Stated task >>
Leave the pictures out and quote only the lines from the one with "locate: child in" down to the end of the listing below.

** Start Extracted entries **

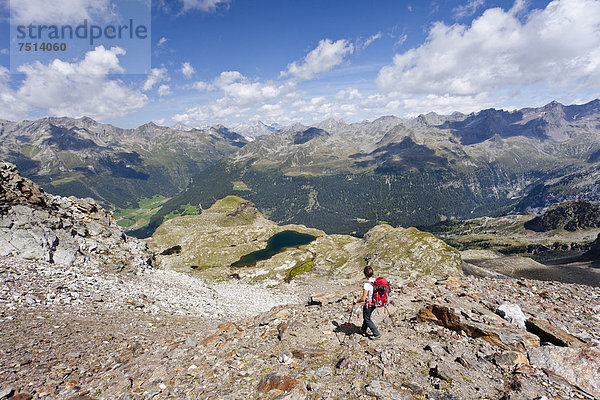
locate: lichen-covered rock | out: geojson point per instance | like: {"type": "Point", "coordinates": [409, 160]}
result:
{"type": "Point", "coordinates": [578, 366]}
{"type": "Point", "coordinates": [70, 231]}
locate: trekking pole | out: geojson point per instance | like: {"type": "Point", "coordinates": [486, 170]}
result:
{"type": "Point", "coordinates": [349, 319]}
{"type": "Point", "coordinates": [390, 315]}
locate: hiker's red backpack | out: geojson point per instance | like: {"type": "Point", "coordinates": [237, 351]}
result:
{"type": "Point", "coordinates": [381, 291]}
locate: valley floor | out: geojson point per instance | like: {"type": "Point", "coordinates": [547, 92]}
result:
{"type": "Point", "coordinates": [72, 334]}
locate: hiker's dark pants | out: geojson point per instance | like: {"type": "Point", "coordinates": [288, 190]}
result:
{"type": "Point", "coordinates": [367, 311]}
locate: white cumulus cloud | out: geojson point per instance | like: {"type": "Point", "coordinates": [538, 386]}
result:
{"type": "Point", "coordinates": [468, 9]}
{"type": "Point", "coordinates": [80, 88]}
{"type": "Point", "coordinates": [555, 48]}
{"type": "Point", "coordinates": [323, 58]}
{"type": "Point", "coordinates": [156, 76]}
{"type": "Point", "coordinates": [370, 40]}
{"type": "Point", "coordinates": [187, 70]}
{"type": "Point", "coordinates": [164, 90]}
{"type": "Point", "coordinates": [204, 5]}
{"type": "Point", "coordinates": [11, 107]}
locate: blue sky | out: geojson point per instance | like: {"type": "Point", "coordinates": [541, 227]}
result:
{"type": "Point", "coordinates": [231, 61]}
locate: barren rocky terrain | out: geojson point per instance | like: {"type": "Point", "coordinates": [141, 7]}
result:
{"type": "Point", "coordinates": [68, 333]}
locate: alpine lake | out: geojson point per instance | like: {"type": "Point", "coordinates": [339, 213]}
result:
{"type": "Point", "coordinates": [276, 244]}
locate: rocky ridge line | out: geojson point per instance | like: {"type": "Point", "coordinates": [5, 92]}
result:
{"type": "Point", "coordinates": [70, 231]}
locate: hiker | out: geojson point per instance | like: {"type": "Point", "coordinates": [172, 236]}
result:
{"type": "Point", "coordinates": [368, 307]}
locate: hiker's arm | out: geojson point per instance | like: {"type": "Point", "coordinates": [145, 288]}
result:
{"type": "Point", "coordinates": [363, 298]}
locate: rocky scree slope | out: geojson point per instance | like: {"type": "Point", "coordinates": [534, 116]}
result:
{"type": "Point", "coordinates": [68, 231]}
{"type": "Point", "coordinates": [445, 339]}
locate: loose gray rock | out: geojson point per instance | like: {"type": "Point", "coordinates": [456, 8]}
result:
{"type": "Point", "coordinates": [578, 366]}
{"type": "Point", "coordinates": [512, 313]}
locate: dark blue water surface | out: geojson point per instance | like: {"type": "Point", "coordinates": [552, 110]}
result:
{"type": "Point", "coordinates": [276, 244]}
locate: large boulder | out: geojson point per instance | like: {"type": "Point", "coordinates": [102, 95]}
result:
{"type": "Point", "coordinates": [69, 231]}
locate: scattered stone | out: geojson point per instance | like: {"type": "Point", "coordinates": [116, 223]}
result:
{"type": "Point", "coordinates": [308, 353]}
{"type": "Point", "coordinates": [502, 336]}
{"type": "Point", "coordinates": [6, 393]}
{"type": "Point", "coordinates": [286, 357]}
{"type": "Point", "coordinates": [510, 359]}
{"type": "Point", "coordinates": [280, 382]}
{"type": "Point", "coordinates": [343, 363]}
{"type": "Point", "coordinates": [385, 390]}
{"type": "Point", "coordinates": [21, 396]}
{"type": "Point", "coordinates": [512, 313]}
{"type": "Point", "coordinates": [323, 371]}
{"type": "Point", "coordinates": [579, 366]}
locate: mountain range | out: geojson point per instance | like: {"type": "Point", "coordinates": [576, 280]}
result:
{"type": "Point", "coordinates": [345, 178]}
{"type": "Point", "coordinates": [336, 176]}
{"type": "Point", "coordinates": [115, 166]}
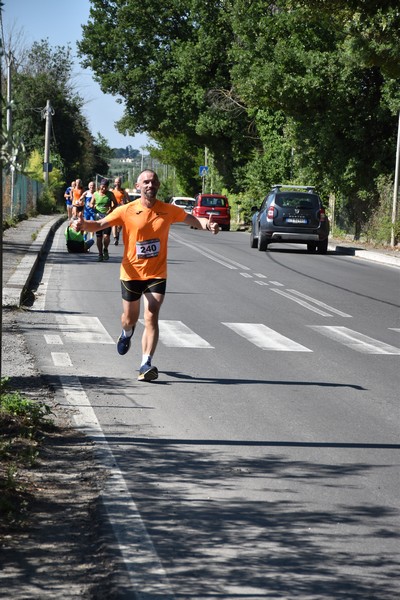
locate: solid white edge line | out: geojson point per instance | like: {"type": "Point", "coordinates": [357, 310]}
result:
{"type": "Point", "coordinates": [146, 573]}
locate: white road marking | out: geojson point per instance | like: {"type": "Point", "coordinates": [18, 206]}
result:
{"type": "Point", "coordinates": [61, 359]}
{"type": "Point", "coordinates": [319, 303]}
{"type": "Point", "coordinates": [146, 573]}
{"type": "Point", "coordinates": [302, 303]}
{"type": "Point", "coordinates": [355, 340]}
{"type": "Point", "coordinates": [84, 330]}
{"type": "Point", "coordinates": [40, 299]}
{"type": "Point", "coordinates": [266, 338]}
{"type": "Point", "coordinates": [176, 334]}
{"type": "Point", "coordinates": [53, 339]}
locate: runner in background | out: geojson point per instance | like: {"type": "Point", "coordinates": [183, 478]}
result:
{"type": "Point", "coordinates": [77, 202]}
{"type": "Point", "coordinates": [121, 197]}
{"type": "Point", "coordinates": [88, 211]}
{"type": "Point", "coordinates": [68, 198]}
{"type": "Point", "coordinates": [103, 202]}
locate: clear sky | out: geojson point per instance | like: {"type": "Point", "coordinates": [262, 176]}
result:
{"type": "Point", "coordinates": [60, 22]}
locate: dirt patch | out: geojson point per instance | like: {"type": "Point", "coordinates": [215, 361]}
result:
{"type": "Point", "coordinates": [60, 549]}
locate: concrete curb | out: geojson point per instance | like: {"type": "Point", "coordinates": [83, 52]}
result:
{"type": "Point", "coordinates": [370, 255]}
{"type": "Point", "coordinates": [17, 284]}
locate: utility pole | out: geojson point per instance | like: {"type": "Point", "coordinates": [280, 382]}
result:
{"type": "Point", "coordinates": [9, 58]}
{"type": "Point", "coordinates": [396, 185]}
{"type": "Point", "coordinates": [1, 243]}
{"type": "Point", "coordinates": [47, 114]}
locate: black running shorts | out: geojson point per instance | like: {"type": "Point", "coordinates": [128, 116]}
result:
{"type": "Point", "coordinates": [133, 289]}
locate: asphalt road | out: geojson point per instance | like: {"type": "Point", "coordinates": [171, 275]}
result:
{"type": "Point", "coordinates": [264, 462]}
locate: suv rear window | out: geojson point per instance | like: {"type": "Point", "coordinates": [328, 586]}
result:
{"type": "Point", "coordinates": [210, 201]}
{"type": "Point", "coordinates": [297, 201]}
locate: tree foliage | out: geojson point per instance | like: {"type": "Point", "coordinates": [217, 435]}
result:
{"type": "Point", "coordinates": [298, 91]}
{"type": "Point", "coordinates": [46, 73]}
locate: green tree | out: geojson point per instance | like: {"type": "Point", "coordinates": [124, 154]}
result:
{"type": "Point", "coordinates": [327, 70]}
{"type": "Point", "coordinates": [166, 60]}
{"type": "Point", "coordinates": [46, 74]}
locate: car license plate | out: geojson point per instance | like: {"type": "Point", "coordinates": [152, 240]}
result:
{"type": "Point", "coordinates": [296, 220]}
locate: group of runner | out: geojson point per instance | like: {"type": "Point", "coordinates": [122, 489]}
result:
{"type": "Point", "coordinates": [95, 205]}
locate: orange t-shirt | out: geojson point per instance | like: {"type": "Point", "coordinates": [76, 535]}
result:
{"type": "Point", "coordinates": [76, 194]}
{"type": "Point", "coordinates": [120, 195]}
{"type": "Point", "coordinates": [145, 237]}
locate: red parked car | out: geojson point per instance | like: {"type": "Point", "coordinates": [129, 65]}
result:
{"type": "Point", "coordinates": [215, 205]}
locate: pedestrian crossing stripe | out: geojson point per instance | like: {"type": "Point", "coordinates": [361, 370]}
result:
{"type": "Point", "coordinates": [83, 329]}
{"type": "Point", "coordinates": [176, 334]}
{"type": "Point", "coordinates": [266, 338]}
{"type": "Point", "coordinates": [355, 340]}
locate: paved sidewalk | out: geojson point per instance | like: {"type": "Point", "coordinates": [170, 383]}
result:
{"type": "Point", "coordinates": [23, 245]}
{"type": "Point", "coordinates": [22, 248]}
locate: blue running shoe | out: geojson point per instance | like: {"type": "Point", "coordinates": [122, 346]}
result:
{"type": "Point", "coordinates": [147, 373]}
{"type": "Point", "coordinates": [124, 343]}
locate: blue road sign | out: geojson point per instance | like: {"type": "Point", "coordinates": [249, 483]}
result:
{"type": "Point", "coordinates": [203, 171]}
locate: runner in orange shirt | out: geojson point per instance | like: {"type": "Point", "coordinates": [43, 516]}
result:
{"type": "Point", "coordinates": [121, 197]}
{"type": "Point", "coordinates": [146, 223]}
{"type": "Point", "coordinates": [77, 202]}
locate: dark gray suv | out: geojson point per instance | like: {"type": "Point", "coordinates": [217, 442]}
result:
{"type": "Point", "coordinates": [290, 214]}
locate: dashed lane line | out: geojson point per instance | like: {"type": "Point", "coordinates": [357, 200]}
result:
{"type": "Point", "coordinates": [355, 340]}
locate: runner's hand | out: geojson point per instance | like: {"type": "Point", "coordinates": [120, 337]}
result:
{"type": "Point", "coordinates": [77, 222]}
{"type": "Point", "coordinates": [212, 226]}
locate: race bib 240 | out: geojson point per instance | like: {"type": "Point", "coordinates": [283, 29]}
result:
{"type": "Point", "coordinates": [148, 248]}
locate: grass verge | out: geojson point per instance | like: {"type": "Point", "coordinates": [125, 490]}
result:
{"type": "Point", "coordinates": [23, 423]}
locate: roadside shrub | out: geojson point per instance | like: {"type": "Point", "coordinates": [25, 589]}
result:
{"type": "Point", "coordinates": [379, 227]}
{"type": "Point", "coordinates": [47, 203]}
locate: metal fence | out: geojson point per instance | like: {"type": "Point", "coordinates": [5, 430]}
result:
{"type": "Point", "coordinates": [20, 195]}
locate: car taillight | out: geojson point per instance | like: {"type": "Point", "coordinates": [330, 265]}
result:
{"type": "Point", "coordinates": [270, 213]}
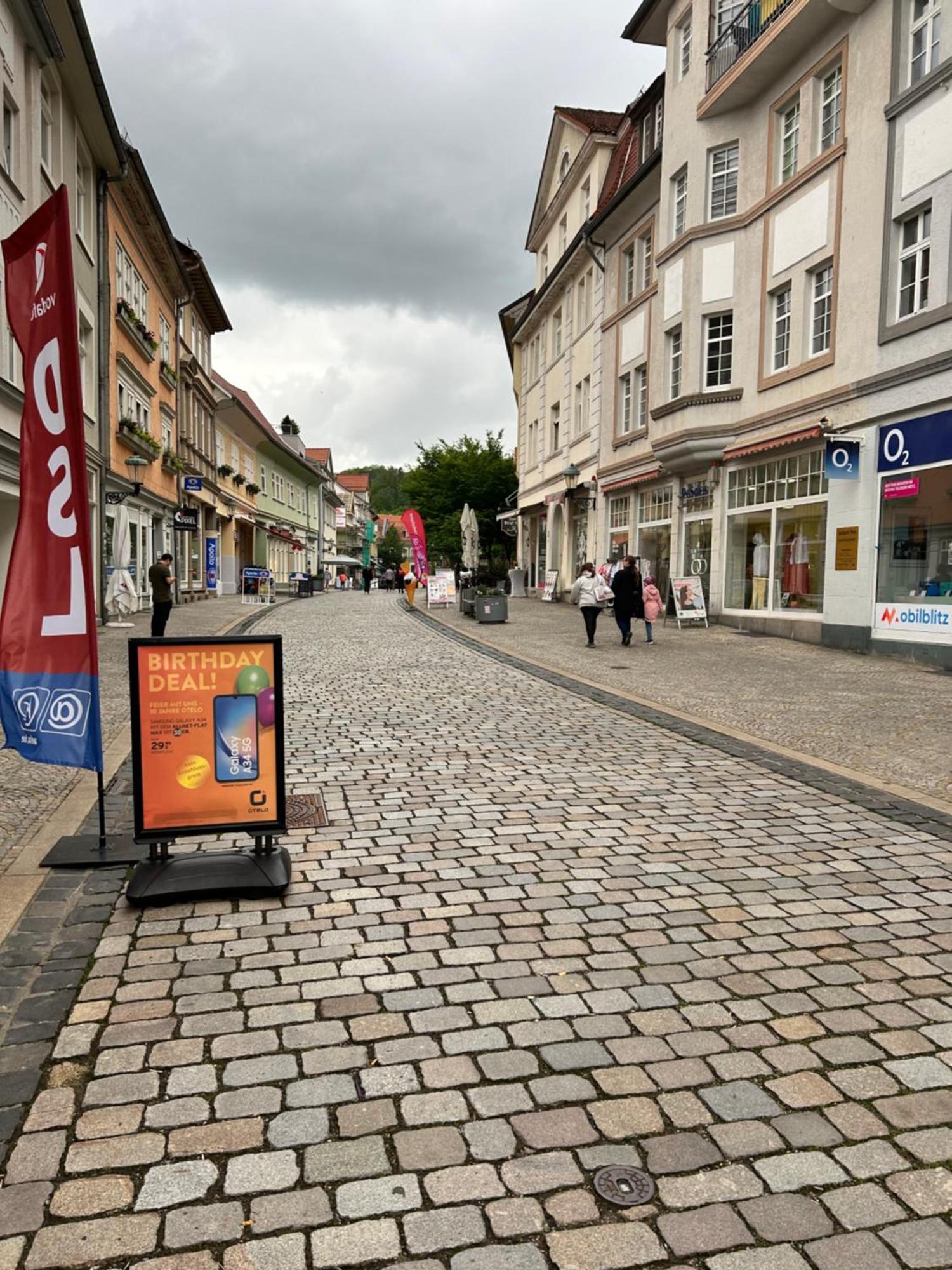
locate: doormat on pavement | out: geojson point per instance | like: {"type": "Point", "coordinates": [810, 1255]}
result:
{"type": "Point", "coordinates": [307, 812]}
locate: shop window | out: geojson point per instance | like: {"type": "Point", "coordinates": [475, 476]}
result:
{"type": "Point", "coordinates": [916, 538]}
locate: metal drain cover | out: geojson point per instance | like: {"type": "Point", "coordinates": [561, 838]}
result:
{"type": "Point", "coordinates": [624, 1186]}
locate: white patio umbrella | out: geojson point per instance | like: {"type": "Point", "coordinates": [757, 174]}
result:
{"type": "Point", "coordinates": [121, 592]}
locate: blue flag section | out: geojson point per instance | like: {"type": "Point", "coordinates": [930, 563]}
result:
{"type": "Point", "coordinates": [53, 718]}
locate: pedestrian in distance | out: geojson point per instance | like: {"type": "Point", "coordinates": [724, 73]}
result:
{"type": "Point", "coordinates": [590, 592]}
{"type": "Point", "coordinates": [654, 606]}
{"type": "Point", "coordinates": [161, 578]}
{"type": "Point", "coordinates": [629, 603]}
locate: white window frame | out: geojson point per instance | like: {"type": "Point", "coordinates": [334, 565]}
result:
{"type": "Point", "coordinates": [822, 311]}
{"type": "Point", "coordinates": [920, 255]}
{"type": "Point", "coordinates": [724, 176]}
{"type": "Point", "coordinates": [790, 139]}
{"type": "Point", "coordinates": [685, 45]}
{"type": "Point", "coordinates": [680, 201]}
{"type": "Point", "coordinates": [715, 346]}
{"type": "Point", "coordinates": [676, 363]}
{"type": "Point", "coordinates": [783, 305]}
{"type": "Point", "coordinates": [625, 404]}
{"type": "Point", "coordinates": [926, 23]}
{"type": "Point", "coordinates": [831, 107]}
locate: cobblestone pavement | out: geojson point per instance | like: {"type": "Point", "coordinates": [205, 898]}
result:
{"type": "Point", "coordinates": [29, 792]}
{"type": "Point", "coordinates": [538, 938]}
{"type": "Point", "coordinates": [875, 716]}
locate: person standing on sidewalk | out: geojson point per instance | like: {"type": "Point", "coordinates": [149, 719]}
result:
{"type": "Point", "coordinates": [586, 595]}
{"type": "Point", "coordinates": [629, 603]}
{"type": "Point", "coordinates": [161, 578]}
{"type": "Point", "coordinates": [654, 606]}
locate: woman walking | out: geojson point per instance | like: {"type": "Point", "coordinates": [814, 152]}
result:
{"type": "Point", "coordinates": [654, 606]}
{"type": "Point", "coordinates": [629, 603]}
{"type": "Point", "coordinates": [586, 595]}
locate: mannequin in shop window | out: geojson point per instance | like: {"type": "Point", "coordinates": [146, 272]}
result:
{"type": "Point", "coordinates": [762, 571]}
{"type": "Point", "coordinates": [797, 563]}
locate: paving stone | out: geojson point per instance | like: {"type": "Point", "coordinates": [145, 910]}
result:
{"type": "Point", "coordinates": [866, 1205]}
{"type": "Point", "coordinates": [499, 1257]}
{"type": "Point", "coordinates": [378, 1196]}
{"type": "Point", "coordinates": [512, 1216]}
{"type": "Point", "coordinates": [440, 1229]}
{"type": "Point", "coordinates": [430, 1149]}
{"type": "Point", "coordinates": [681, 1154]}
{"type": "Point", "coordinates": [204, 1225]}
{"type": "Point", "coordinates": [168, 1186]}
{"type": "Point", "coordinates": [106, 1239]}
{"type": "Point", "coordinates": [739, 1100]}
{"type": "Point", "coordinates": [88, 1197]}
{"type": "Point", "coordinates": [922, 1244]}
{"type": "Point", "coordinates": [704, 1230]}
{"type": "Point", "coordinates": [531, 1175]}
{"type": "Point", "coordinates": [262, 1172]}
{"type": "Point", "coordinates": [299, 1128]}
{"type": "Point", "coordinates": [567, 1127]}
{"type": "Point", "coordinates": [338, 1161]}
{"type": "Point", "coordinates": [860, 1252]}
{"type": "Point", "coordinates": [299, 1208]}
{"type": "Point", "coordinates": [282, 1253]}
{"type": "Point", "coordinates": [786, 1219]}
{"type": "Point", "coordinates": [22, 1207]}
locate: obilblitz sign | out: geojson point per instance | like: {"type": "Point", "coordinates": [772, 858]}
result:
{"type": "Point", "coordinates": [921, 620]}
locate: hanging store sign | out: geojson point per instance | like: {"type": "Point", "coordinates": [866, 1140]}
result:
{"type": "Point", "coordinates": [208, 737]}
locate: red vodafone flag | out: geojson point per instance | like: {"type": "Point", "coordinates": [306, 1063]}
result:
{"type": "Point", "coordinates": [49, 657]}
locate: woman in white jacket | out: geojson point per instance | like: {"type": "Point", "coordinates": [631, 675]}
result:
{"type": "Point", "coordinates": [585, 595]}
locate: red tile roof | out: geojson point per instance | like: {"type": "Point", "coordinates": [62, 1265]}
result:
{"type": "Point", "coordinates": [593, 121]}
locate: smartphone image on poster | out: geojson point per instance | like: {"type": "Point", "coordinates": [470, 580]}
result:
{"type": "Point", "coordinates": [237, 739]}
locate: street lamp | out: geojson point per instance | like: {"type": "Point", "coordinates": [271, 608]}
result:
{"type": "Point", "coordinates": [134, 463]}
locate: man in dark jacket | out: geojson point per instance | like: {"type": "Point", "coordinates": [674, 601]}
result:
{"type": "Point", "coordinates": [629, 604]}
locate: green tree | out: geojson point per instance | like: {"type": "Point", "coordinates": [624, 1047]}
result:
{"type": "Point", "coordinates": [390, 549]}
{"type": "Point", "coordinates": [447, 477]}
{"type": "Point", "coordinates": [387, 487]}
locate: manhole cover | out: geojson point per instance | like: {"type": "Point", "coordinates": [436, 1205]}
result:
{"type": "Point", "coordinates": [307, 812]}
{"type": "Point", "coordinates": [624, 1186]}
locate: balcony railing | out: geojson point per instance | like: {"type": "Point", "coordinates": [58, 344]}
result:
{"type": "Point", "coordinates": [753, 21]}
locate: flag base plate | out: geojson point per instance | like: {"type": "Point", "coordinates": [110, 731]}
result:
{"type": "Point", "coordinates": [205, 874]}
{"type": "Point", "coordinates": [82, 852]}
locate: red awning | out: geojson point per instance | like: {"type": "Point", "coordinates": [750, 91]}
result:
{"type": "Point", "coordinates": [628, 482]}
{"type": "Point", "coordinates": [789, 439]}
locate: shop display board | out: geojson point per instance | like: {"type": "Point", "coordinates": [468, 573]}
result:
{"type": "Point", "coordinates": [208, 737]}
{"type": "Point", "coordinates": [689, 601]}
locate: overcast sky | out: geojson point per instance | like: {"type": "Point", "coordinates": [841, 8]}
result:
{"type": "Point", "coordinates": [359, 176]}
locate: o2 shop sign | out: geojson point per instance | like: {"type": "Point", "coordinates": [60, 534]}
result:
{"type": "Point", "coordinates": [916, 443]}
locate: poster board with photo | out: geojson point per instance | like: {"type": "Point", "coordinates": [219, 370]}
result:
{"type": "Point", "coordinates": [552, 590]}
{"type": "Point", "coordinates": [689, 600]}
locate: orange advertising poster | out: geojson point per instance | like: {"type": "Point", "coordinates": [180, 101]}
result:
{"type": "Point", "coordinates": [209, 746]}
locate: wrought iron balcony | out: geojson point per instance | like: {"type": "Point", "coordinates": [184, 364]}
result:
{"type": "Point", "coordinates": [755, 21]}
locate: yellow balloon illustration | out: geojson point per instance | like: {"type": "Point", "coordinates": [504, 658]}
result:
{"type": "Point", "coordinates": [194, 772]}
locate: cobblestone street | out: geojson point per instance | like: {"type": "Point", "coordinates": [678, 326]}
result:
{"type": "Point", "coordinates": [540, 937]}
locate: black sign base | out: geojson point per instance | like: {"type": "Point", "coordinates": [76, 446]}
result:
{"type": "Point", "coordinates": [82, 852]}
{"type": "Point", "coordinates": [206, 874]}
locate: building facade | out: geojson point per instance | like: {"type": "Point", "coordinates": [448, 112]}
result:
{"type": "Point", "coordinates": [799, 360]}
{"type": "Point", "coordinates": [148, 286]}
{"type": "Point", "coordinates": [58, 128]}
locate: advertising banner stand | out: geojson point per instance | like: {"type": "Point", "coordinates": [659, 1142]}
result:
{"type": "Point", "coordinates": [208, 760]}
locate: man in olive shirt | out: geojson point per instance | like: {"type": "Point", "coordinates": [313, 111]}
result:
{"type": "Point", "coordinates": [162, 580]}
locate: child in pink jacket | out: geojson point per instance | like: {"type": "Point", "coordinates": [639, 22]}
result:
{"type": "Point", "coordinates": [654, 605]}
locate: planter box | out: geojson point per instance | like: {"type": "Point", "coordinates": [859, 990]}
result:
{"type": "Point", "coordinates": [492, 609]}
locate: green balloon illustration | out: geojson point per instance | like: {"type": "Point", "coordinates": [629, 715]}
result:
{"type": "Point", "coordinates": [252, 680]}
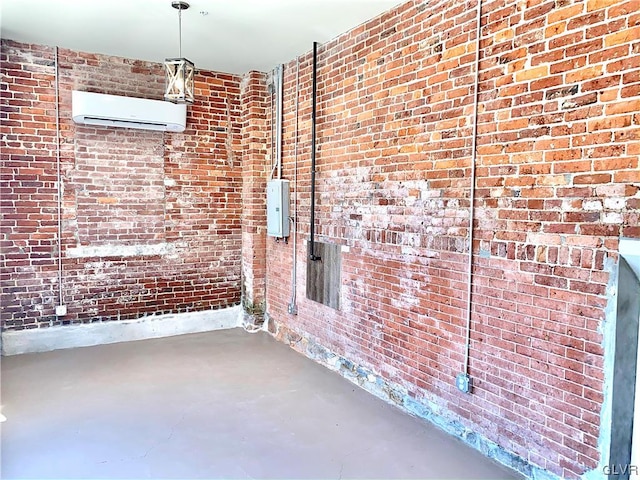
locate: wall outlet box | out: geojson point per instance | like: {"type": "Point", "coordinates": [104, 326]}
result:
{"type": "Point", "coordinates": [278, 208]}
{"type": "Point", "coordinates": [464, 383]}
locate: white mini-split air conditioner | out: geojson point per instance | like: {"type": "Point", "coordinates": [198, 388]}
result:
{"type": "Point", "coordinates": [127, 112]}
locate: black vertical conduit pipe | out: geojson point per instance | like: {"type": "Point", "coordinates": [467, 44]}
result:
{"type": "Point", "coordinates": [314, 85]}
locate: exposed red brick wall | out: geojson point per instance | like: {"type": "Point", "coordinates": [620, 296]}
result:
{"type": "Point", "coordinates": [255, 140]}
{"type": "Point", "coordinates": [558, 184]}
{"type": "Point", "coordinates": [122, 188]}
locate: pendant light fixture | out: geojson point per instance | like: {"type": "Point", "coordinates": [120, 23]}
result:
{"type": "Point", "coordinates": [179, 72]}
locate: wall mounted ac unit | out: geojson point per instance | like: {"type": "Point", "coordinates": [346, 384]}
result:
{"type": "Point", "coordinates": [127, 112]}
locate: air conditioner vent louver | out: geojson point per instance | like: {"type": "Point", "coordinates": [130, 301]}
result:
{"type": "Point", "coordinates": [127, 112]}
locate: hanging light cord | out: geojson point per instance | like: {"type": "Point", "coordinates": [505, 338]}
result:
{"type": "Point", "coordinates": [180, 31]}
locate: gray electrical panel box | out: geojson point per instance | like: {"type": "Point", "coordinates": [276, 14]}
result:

** End Extracted entries **

Exercise response >>
locate: child in pink jacket | out: geojson point per instance | like: {"type": "Point", "coordinates": [639, 22]}
result:
{"type": "Point", "coordinates": [654, 605]}
locate: planter box | out: geojson point per instance | like: {"type": "Point", "coordinates": [859, 990]}
result:
{"type": "Point", "coordinates": [492, 609]}
locate: green balloon illustration | out: geojson point per instance | like: {"type": "Point", "coordinates": [629, 715]}
result:
{"type": "Point", "coordinates": [252, 680]}
locate: wall outlet box | out: geojson point per instance | like: {"type": "Point", "coordinates": [104, 326]}
result:
{"type": "Point", "coordinates": [278, 208]}
{"type": "Point", "coordinates": [464, 383]}
locate: white mini-split air conditioner | out: geojson point per instance | like: {"type": "Point", "coordinates": [198, 388]}
result:
{"type": "Point", "coordinates": [127, 112]}
locate: black vertical conduit pipe | out: geojson point per instance | like: {"type": "Point", "coordinates": [467, 44]}
result:
{"type": "Point", "coordinates": [314, 85]}
locate: exposed red brick wall | out: geojson point per instance | like: {"type": "Point", "coordinates": [620, 296]}
result:
{"type": "Point", "coordinates": [255, 140]}
{"type": "Point", "coordinates": [558, 184]}
{"type": "Point", "coordinates": [122, 188]}
locate: pendant light fixture | out: geojson point per instance | like: {"type": "Point", "coordinates": [120, 23]}
result:
{"type": "Point", "coordinates": [179, 72]}
locate: wall mounted ac unit | out: geojson point per instance | like: {"type": "Point", "coordinates": [346, 384]}
result:
{"type": "Point", "coordinates": [127, 112]}
locate: air conditioner vent louver | out: geojson point per instance | like: {"type": "Point", "coordinates": [130, 301]}
result:
{"type": "Point", "coordinates": [127, 112]}
locate: hanging light cord | out: geojson point per instance | like: {"type": "Point", "coordinates": [505, 338]}
result:
{"type": "Point", "coordinates": [180, 31]}
locate: gray electrical panel box | out: geojson point per instance | like: {"type": "Point", "coordinates": [276, 14]}
result:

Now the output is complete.